-- Start SOURCE DATA --
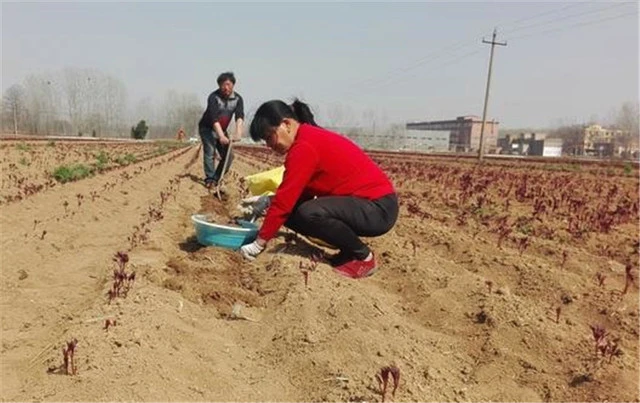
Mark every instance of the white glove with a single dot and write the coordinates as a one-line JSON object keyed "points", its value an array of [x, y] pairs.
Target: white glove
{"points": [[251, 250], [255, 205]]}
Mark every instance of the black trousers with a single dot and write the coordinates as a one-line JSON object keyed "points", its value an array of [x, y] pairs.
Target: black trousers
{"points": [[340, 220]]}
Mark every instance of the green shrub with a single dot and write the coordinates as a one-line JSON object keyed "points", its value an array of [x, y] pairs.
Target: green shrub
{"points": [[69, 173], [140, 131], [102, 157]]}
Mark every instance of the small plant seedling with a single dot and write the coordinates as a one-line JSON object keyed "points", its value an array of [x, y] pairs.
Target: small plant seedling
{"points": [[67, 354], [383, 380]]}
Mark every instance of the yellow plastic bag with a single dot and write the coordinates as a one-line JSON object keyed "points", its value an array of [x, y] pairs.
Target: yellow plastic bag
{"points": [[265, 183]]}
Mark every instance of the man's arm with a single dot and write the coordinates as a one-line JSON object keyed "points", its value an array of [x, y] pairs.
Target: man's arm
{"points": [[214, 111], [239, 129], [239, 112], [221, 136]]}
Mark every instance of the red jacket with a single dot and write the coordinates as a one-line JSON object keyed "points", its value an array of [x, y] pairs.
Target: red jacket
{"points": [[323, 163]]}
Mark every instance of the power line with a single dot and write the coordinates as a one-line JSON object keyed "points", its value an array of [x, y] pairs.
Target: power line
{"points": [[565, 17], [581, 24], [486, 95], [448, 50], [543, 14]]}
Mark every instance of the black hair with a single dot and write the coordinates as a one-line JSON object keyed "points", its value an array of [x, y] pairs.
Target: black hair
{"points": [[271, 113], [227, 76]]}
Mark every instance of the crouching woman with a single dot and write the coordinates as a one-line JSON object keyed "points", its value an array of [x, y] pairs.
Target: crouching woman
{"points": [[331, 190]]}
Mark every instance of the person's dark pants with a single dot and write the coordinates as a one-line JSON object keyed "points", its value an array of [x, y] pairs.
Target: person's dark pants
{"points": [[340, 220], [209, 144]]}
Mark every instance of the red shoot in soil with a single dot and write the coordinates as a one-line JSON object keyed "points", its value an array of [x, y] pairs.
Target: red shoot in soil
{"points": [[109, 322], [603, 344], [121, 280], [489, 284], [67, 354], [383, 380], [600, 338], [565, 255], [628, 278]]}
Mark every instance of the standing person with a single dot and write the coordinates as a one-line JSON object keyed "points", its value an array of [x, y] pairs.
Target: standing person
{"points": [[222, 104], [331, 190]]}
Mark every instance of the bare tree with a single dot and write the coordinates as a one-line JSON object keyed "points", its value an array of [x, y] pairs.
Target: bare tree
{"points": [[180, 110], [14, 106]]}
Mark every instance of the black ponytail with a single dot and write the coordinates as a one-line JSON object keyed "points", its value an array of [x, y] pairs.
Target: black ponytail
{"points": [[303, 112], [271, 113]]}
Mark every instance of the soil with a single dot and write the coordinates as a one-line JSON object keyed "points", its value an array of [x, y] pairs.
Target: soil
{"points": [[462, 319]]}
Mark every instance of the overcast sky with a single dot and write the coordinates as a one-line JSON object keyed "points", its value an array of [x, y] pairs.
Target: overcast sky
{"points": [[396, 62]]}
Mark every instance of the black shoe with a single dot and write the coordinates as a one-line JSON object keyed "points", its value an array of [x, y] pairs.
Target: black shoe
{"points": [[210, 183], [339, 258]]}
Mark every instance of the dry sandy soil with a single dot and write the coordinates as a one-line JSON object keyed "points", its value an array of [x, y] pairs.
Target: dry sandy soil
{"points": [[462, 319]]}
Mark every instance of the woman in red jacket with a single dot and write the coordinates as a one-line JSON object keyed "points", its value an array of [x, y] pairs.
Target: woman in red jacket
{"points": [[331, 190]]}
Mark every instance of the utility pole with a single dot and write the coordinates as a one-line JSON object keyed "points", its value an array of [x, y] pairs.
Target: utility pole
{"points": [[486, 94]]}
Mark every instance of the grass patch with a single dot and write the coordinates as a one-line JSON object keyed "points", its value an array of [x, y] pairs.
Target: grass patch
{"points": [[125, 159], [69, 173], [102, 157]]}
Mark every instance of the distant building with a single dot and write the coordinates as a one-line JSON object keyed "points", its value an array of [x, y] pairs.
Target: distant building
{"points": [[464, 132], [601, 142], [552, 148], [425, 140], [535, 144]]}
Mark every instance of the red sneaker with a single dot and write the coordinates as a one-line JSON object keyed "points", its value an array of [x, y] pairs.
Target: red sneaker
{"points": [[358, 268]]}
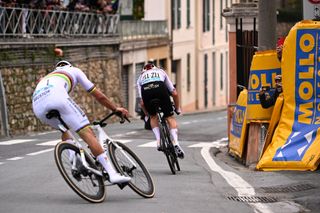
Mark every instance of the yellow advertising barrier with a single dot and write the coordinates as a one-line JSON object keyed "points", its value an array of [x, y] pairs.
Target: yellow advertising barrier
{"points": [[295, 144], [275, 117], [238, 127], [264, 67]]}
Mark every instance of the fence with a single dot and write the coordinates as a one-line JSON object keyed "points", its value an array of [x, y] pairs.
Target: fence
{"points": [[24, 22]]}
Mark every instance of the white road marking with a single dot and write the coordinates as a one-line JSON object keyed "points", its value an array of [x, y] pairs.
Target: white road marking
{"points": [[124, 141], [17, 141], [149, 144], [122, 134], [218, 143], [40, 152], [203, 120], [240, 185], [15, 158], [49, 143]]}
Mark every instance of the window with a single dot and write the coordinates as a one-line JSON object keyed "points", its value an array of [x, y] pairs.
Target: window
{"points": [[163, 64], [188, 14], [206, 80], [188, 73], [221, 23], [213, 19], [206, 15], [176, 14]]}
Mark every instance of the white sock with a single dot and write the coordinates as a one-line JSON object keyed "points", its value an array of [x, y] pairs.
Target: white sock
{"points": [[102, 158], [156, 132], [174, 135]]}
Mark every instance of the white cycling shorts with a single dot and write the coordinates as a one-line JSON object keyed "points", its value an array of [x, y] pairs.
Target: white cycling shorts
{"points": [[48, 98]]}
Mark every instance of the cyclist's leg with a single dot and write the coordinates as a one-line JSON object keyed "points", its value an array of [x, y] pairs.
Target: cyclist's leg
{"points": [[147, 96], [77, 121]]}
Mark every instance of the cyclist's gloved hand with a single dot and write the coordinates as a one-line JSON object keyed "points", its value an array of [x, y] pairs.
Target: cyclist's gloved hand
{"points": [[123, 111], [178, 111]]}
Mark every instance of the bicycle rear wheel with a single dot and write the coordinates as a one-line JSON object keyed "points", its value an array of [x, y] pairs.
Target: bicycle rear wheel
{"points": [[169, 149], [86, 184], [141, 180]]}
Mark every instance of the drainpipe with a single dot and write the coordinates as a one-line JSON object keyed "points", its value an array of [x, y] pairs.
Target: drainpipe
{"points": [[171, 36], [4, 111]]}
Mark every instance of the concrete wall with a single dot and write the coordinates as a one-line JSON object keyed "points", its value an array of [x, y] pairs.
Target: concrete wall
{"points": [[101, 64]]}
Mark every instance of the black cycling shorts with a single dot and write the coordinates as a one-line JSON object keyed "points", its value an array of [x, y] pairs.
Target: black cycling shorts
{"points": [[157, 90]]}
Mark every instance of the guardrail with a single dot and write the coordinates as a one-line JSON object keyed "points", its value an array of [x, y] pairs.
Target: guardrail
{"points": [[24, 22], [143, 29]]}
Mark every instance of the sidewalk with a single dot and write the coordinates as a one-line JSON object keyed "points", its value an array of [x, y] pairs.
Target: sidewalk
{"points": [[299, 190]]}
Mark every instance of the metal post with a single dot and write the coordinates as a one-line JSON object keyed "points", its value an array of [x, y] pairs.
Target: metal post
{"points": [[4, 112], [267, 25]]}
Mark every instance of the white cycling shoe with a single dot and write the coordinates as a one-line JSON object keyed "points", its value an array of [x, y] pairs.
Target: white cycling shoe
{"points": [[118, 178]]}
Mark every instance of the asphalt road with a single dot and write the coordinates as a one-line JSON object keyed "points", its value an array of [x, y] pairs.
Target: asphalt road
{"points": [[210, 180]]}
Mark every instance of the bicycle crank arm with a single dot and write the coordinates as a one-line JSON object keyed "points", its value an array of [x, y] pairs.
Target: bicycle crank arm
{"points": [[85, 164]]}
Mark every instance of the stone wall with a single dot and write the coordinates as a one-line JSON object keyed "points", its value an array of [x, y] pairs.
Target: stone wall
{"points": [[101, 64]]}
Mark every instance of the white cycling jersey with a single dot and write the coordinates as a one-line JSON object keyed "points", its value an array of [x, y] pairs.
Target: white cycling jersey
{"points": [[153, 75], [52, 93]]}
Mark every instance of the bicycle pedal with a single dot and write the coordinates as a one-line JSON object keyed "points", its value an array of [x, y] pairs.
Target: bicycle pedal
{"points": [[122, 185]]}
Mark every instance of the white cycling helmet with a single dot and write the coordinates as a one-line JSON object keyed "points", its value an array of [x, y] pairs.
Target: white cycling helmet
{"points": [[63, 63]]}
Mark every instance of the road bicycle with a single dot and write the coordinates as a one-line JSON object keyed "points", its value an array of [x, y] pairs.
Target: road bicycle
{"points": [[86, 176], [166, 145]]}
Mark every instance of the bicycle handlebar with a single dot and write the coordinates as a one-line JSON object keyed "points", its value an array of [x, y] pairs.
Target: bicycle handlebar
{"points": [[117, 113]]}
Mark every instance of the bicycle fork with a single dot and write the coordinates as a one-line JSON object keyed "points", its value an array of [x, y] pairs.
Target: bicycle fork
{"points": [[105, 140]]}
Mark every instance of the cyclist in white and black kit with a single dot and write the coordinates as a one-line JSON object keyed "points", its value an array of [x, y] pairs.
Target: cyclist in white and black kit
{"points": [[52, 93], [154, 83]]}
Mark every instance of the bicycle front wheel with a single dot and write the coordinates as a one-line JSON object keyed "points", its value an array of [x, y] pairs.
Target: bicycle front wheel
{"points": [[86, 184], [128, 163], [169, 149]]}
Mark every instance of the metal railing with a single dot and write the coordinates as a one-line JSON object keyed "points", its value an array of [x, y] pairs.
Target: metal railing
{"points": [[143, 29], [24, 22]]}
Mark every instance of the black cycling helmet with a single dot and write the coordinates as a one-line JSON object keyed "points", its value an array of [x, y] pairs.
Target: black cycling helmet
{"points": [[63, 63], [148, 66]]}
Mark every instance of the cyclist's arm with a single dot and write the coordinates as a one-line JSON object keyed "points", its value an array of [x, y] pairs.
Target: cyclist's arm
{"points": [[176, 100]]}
-- End SOURCE DATA --
-- Start SOURCE DATA --
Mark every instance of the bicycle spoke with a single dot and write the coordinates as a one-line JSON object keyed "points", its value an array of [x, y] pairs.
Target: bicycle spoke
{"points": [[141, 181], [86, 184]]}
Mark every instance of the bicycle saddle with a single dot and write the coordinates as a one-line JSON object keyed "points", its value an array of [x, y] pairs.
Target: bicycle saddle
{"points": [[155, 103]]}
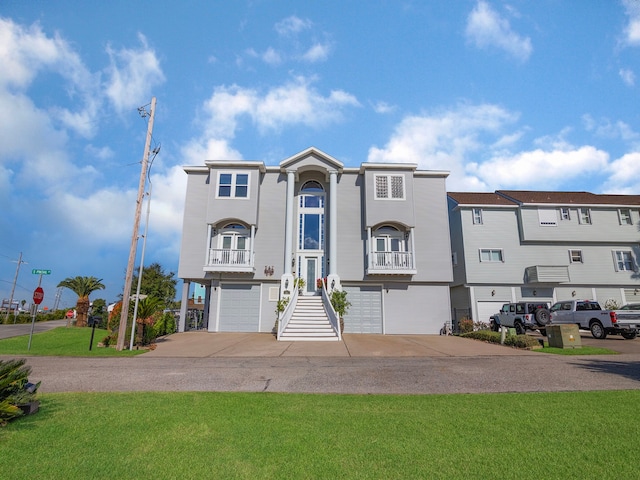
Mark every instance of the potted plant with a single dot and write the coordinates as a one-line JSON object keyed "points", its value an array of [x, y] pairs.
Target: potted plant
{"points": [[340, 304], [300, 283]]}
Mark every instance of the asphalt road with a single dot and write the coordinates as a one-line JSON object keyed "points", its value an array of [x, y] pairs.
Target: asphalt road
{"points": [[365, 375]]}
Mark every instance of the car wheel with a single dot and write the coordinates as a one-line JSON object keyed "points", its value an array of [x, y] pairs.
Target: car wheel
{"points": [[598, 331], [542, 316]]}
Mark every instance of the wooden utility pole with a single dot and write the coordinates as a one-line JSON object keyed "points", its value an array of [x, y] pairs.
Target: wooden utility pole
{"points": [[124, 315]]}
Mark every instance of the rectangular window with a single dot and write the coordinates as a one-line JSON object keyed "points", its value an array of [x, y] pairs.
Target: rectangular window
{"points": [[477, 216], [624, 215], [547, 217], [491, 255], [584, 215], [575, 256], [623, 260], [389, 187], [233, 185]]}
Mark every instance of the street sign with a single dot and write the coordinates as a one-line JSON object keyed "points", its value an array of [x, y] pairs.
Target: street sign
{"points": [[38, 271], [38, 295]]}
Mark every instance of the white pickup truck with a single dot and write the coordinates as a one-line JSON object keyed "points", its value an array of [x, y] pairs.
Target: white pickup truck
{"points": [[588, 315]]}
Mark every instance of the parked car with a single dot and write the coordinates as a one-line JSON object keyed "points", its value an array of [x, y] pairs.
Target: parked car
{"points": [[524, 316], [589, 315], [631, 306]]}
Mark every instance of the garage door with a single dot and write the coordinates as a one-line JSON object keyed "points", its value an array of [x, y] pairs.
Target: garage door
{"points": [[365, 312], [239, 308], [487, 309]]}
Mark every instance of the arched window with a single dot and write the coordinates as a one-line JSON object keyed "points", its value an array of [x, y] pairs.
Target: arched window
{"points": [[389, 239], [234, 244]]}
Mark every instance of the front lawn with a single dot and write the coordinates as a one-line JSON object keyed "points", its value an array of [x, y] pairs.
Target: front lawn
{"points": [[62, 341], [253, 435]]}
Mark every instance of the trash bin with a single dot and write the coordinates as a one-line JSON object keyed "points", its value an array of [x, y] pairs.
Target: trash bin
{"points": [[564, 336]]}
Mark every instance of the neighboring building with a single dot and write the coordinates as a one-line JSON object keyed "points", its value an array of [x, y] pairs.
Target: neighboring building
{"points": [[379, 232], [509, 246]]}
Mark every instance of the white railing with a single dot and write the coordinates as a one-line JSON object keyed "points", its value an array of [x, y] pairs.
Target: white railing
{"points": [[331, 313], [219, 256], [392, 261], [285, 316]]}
-- End SOURCE DATA --
WHAT YOU WILL DO
Pick out every line of the items that contains the word "distant" and copy each one.

TASK OUTPUT
Mark every instance of the distant building with a single dot and write the coordinates as a one-line JSON object keyed "points", its value an array of [x, y] pairs.
Target: distant building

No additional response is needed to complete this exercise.